La compressione del consenso ex-grillino, i cambi leaderistici nel Partito Democratico, le nuove impostazioni frontiste e più marcatamente progressiste sono tutti elementi che alterano, come è ovvio che sia visto il lasso di tempo trascorso, qualunque possibile confronto tra il 2019 e il 2024. Tanto a destra quanto a sinistra; anche se, va sottolineato, nel rapporto tra le forze reazionarie e conservatrici c’è una compattezza diversa rispetto al campo giusto di oggi.

Che potrebbe entrare parzialmente in crisi se il taglio dato alle parole della Presidente del Consiglio nelle sue ultime dichiarazioni, così come in quelle di Marsilio, prendesse la via dell’interpretazione maggioritaria nel senso della ritorsione nei confronti dell’Abruzzo qualora venisse eletto D’Amico: affermare che la mancata riconferma del fedelissimo di Giorgia Meloni avrebbe degli “effetti devastanti” per la regione del centro-sud, lascia aperto il campo a più di una ipotesi e, comunque, non è un messaggio utile nemmeno in un confronto dialettico col proprio avversario.

§ SERIE DI ESERCIZI:
- A) Elenca tutti gli elementi che, secondo il brano sul voto in Abruzzo, alterano qualunque possibile confronto tra il 2019 e il 2024.
- B) Nel brano sul voto in Abruzzo, quali effetti avrebbe per la regione la mancata riconferma del fedelissimo di Giorgia Meloni, secondo l'affermazione riportata?
- C) Per favore, scrivi il seguito del brano sul voto in Abruzzo, riprendendo subito dopo la sua ultima frase.
Le righe riportate più avanti non servono per svolgere gli esercizi.

§ DATI FORNITI:
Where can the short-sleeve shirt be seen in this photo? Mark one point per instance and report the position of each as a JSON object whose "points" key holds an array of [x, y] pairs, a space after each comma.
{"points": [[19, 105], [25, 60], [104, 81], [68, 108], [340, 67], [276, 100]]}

§ SOLUZIONI IN ORDINE:
- A)
- La compressione del consenso ex-grillino
- I cambi leaderistici nel Partito Democratico
- Le nuove impostazioni frontiste e più marcatamente progressiste

- B) Avrebbe degli "effetti devastanti" per la regione.

- C)
E’ intendere la campagna elettorale come un momento di scontro di interessi, nella piena accettazione, oltre tutto, di quella devastante “autonomia differenziata” che non lascerebbe che le briciole al Sud, sbilanciando i diritti dei cittadini a favore delle zone in cui si vive relativamente meglio, in cui i servizi sono meno indecenti rispetto alle regioni più povere, in cui il privato è arrivato, ha saccheggiato e pretende di saccheggiare ancora col beneplacito della benedizione dello Stato.

I temi sociali rischiano di scivolare un po’ al di fuori del bordo che contiene tanta propaganda e che, del resto, non può non contenerla. Di pochi giorni fa era un servizio della trasmissione “Piazza Pulita” di Corrado Formigli sullo stato della sanità in Abruzzo e, nello specifico, sul diritto delle donne di poter interrompere volontariamente la gravidanza, così come previsto dalla Legge 194 del 1978. Tra obiezioni di coscienza e direttive regionali che oltrepassano i confini della Legge stessa, una donna rischia di vedersi negare quel diritto.

Magari proprio a ridosso dei tempi ultimi per poterlo esercitare senza rischi per la propria salute. Se paragonato all’inserimento nella Costituzione della Repubblica francese, il nostro diritto all’aborto rimane lontano anni luce da una piena attuazione in quanto tale, in quanto conquista di civiltà nello spettro più ampio degli altri diritti delle donne, delle cittadine, delle madri. Quelle donne che Giorgia Meloni pretenderebbe di rappresentare declinandosi al maschile negli atti pubblici, nelle diciture che vi sono impresse sopra.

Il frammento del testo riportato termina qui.